## begin Excerpted text
Man who tried to pawn goods stolen from church posted photo with crosses

Priest Bob Young at the church in Eagle River (Photo by BILL ROTH / Anchorage Daily News)

In a photo posted on his MySpace Web page, Martushev poses with two crosses that the Rev. Bob Young of Holy Spirit Episcopal church believes belong to the church. Martushev has been charged with burglarizing the building in early January. The crosses have not been recovered. (Photo by BILL ROTH / Anchorage Daily News)

Moisae Martushev's MySpace page, included a photo of himself with crosses believed to have been stolen from Holy Spirit Episcopal Church in Eagle River. (Photo by BILL ROTH / Anchorage Daily News)

Moisae Martushev at his arraignment in the Anchorage jail after being charged with burglarizing churches in Eagle River. (Photo by BILL ROTH / Anchorage Daily News)

Anchorage Daily News

The Rev. Bob Young of Holy Spirit Episcopal Church in Eagle River didn't expect to see his processional cross again after it was stolen from his church in the middle of the night more than two weeks ago.
Then he was directed to a MySpace.com Web page, where a bare-chested teenager posed with a handgun among drifting marijuana bongs. In his other hand, the youth held a cross that Father Bob instantly recognized. When the priest looked closer, he saw the boy also was wearing a cross necklace he wore while leading Sunday mass.
"Oh, jeepers," the 65-year-old priest said in a telephone interview this week.
Police say it's not the first time they've found clues on MySpace -- teenagers are increasingly using the Web site to brag about their exploits.
Moisae Martushev, 18, appeared in an Anchorage court this week, charged with 34 counts of burglary, theft and criminal mischief. He and three others are accused of breaking into a string of Anchorage churches.
While police can't prove the items Martushev is posing with on his MySpace page belong to the church -- they haven't yet recovered the objects -- for Father Bob there is no question.
The disappearance of the processional cross caused much angst for the church. The cross was more than a symbol of God -- it was also a symbol of perseverance for the Eagle River church. It was one of only a few objects that had survived two fires at Holy Spirit Episcopal.
## end Excerpted text
## begin Given information
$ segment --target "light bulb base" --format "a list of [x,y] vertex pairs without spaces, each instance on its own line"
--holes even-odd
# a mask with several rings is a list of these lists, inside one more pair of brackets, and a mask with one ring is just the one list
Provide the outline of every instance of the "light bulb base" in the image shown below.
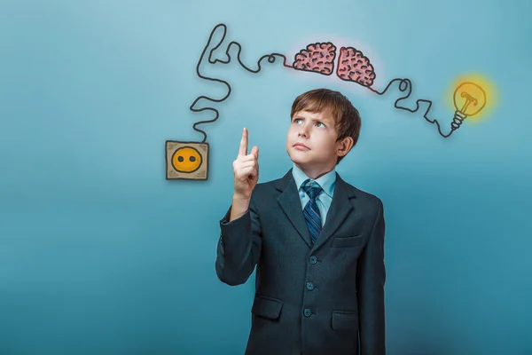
## end Given information
▶ Exercise set:
(a) Can you sum up the news article about the stolen church crosses in two sentences?
(b) Could you retype the news article about the stolen church crosses, everything from "Man who tried" down to "recovered. (Photo by BILL ROTH / Anchorage Daily News)"?
The listing isn't needed for anything here.

▶ Task-by-task answers:
(a) The Rev. Bob Young of Holy Spirit Episcopal Church in Eagle River recognized his stolen processional cross, along with a cross necklace he wore while leading Sunday mass, in a photo on a teenager's MySpace page. Moisae Martushev, 18, has been charged with 34 counts of burglary, theft and criminal mischief, though police haven't recovered the objects and can't prove they belong to the church.

(b)
Man who tried to pawn goods stolen from church posted photo with crosses

Priest Bob Young at the church in Eagle River (Photo by BILL ROTH / Anchorage Daily News)

In a photo posted on his MySpace Web page, Martushev poses with two crosses that the Rev. Bob Young of Holy Spirit Episcopal church believes belong to the church. Martushev has been charged with burglarizing the building in early January. The crosses have not been recovered. (Photo by BILL ROTH / Anchorage Daily News)